───── Data supplied ─────

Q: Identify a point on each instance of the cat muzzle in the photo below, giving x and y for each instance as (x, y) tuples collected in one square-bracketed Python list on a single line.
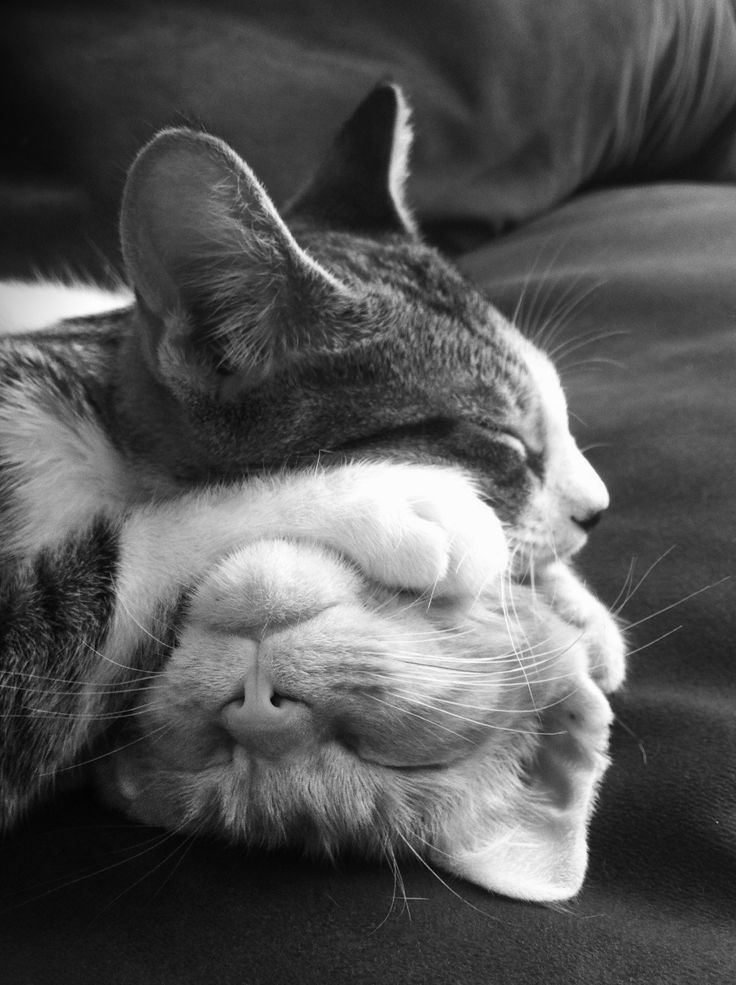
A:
[(263, 721)]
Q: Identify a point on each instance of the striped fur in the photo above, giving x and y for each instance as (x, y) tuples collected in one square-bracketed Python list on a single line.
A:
[(323, 376)]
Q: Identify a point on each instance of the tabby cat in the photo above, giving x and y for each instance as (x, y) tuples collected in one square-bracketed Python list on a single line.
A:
[(134, 590)]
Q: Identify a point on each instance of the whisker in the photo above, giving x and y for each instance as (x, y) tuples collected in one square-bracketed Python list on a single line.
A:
[(673, 605)]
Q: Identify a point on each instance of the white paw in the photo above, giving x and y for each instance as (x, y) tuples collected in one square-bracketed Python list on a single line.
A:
[(416, 527), (606, 649)]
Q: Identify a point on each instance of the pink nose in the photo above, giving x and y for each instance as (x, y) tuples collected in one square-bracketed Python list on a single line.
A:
[(263, 721)]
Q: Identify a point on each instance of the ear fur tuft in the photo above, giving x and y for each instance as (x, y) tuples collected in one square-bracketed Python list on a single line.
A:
[(224, 289)]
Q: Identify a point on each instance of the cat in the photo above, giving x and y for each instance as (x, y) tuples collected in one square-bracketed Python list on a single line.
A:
[(303, 705), (252, 346)]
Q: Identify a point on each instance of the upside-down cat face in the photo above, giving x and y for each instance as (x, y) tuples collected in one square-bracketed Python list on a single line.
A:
[(303, 705), (342, 333)]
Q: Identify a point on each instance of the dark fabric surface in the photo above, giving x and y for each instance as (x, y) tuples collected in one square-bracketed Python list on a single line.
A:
[(635, 289), (517, 104)]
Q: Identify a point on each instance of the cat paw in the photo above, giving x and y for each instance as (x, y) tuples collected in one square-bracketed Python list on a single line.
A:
[(606, 649), (419, 528)]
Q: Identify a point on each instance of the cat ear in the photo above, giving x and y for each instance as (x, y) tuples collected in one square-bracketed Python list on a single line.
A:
[(224, 290), (539, 850), (360, 185)]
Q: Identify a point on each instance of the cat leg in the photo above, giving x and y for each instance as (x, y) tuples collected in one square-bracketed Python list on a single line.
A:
[(412, 527)]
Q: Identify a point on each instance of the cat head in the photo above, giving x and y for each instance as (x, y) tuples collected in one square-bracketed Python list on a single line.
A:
[(266, 339), (303, 706)]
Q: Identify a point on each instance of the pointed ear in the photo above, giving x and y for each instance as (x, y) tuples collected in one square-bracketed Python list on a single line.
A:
[(360, 185), (225, 292), (539, 849)]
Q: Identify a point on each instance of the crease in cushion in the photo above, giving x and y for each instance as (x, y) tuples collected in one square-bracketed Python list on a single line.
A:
[(517, 103)]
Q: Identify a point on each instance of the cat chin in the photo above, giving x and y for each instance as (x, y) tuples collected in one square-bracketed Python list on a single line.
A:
[(475, 738)]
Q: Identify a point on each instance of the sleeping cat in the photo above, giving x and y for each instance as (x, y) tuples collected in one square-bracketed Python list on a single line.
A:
[(253, 346), (303, 705)]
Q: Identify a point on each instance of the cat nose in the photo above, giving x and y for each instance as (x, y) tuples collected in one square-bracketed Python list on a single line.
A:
[(589, 521), (262, 720)]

─────

:: What to do ::
Turn every line of the records above into a numbered list, skipping blank lines. Leave the pictures out.

:: Completed exercise ::
1. Q: Identify a point on each instance of the cat muzzle in the photo below, giving x and y for each instance as (x, y) tuples collected in one square-bracketed Python list on a single line.
2. A:
3. [(263, 721)]
4. Q: Identify a point on each instance of the striped fur in the photo above, giving x and y for each instance as (x, y) tuples collected in one square-bracketed Python list on a single line.
5. A:
6. [(323, 376)]
7. Q: Identify a point on each instance of the tabby cat in the photo above, giving x and y for each instance as (x, y) tuples collected in one square-bracketed Python list on a single line.
8. A:
9. [(134, 590)]
10. Q: Identify a point on each instance of the whisker in the photo above, giving x and y for each instance as (x, y) tuples collected in one square-bracketed Python list on a single line.
11. A:
12. [(673, 605)]
13. Q: Identify a point on each instance of the white paw in the photo above, giving x and y for each instance as (x, y) tuples collected in one square-bracketed Python list on a single line.
14. A:
15. [(416, 527), (606, 649)]
16. Q: Identify a point on each instance of the pink nose in the photo above, giving x and y for each instance as (x, y) tuples collected in one square-bracketed Python list on a single line.
17. A:
18. [(263, 721)]
19. Q: Identify a point on each instance of the ear fur tuft in the photo above, giving x and y for each instance as (x, y) tuples collected in one square-bracketed Python list on a single line.
20. A:
21. [(224, 289)]
22. Q: Identify a point on each instance of the cat in the photo above, giving x and y for each instance as (x, y) tuples collected in one square-bracketed Python list on a single line.
23. A:
24. [(303, 705), (252, 346)]
25. Q: Identify a point on each instance of the upside-down cat face in the photo above, giving x and y for each instance as (x, y) tuples collected in one square-bracketed Python list on a single line.
26. A:
27. [(303, 705), (342, 333)]
28. Q: Identify a point on each instance of the dark fabric surface in the photo above, giving x and y for each instance as (x, y) tuples collected in one square-bracketed Python list on a single line.
29. A:
30. [(635, 289), (517, 104)]
31. Q: Identify a point on each instance of the cat paw in the photo above, giving x and y for each instance as (x, y) tuples collected in one square-bracketed Python list on a single line.
32. A:
33. [(606, 649), (419, 528)]
34. Q: Identify a point on each instance of the cat ear in the photo above, giving x and y for each instance as (x, y) tuples collected in one square-bracketed Python list on a single line.
35. A:
36. [(224, 290), (539, 850), (360, 185)]
37. Q: Identify a point on each instance of the cat leg in the photo above, giving x and y for each instance as (x, y) tuples collected in one square-bracketed Python list on a single line.
38. A:
39. [(412, 527)]
40. Q: Identify a point on each instance of the cat head in the photo above, giving x and y for each instance as (x, y) tuples collected in one square-bracketed Python list on a single line.
41. A:
42. [(266, 339), (303, 706)]
43. Q: Identify a point on each instance of the pointed ear in the photo above, giving x and y for each instance as (x, y) tuples collected in one square-bracketed Python list on a single line.
44. A:
45. [(360, 185), (225, 292), (539, 849)]
46. Q: Identify a point on each instance of the crease in cushion in the photo above, giving x and y for each instance as (x, y) tuples collected in one square-bracketed Python list on a single line.
47. A:
48. [(517, 103)]
49. Q: Identify a point on each instance of the cat chin in the photo above, giving x and y for each instance as (x, y) tuples collected in one square-bracketed Python list on a single line.
50. A:
51. [(475, 738)]
52. Q: Identify a point on each instance of the sleeping cat in the photo above, giving x and y for each instance as (x, y) tuples collected in one square-bracketed Python list on a single line.
53. A:
54. [(253, 346), (303, 705)]
55. Q: Identify a point on each instance of the cat nose in the photo above, giving x and y for each instance as (x, y) tuples collected in one square-bracketed Python list on a single line.
56. A:
57. [(589, 521), (262, 720)]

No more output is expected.